PASSAGE TO READ –
◆ ◆ ◆

How can one make predictions about the behavior of such a process? The first step is to express the event of interest in some formal manner — such as a “1” or “0” — denoting the presence or absence of water, or a quantitative measure (gm or m3) denoting the amount of water arriving in a fixed time interval. Such a quantitative measure is called a random variable. A random variable is a function of other causative variables, some of which may or may not be known to the analyst. If all of the causative variables were known, and the cause-effect relationships were well-understood, then the process would be deterministic. In a deterministic process, there are no random variables; one can predict with certainty the rate at which the water will flow whenever the valve is opened by examining the status of all the other contributing variables.
In view of the uncertainty present in this system, how does one develop sufficient information to make a prediction? If we had no prior information at all — neither theoretical nor empirical — we might want to flip a coin, showing our total uncertainty, or lack of bias, about either possible outcome. Another approach is to conduct an experiment. Let K be a random variable denoting the arrival of water: if K = 0, water is absent, and if K = 1, water is present. Each turning of the faucet handle is viewed as a trial of the experiment, because we do not know beforehand whether or not the water will appear. Suppose that the faucet handle is tried 12 times, resulting in the following series of observations for K: {1,0,1,1,1,0,1,0,1,1,1,1}. Counting the ones indicates that the water flowed in 9 of the 12 cases, or 3/4 of the time. What should we predict for the 13th trial? The data we have collected suggest there may be a bias toward the presence of water, and our intuition tells us to predict a “success” on the 13th trial. Of course, this bias may have been merely the result of chance, and a different set of 12 trials might show a bias in the other direction. Each separate set of 12 trials is called a realization of this random process. If there are no dependencies between successive outcomes, and if the process does not change (i.e., remains “stationary”) during the experiment, then the techniques for dealing with Bernoulli processes (Chapter 4) provide a formal methodology for modeling processes of this kind.

◆ ◆ ◆

(Records contained in a dataset)
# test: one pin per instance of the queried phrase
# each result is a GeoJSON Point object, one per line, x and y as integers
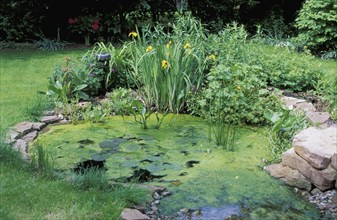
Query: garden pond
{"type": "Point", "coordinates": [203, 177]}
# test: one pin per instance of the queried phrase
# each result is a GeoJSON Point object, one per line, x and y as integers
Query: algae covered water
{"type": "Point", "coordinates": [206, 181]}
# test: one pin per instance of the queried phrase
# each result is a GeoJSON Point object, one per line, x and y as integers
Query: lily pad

◆ ◆ ◆

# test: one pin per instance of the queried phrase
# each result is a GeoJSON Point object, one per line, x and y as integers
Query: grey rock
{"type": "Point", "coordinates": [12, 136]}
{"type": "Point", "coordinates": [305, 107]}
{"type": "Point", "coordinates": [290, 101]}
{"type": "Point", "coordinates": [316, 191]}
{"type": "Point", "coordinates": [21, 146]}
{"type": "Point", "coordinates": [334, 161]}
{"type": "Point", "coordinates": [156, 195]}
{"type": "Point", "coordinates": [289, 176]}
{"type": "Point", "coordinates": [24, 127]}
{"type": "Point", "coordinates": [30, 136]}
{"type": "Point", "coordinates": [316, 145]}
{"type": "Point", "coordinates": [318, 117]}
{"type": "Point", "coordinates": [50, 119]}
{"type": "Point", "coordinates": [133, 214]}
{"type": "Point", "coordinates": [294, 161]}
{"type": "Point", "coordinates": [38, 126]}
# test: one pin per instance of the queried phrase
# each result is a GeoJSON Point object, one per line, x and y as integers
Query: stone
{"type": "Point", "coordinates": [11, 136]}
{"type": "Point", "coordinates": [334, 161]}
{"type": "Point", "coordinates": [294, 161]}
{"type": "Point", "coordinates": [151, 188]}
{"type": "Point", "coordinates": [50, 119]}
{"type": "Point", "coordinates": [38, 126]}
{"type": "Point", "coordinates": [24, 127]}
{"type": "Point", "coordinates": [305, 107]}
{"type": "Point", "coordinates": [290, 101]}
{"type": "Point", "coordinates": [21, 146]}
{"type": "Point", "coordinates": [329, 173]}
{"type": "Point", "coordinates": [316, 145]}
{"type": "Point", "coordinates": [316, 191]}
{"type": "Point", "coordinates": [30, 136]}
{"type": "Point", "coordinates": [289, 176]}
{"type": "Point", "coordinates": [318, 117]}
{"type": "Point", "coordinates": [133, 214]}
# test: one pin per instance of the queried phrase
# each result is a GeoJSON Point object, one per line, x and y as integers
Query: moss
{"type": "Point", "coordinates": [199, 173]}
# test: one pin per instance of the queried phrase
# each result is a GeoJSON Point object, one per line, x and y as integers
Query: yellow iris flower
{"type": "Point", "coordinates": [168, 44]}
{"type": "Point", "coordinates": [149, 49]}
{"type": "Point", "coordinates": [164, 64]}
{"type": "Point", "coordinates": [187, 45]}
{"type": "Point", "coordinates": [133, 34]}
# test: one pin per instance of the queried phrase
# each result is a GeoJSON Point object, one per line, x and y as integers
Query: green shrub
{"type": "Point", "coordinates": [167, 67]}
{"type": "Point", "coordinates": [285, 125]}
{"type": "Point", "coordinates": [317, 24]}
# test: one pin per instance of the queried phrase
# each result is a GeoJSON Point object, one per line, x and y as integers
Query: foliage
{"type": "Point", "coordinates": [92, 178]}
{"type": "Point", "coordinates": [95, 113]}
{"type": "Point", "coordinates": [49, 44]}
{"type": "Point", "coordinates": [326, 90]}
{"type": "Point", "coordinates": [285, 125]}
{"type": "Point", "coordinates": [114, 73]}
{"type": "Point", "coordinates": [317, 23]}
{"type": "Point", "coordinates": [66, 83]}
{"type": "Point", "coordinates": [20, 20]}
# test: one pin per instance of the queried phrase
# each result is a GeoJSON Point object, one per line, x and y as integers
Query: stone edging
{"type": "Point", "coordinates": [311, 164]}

◆ ◆ ◆

DIRECTIVES –
1: According to the passage on random variables, in how many of the 12 faucet trials did water flow?
2: Check each statement against the passage on random variables and say yes or no, quoting the words that decide it: (a) A deterministic process contains random variables. (b) Each separate set of 12 trials is called a realization of the random process. (c) A value of K = 0 means water is present.
3: Carry the passage on predicting whether water flows from a faucet forward from its last sentence.

FINAL ANSWERS –
1: Water flowed in 9 of the 12 trials, or 3/4 of the time.

2:
(a) No: "In a deterministic process, there are no random variables"
(b) Yes: "Each separate set of 12 trials is called a realization of this random process."
(c) No: "if K = 0, water is absent"

3:
Suppose that we continue our experiment. The faucet is turned on 100 times, and we discover that the water appears in 75 of these trials. We wish to predict the outcome on the 101st trial. How much would we be willing to bet an opponent that the 101st trial will be successful? The information revealed from our experiment of the first 100 trials suggests a bias toward a successful outcome, and it is likely that an opponent, witnessing these outcomes, would not accept betting odds of 1:1. Rather, the bet might be set at odds of 3:1, the ratio of past successes to failures. The empirical information gained from our experiment has modified our future predictions about the behavior of this system, and we have created a model in our minds. If an additional number of trials now were undertaken, say 1,000, and if the basic process were to remain unchanged, we would not be surprised if water appeared in, say, 740 outcomes.
The problem becomes more difficult if we are asked to compare several experiments — say, two or more different groups of 1,000 observations from the faucet — to determine if a change has occurred in the basic process. Such comparison is a “trend” analysis, since it usually utilizes data from different time periods. Probabilistic concepts must be incorporated into such trend analyses to help assess whether a change is real or due to chance alone.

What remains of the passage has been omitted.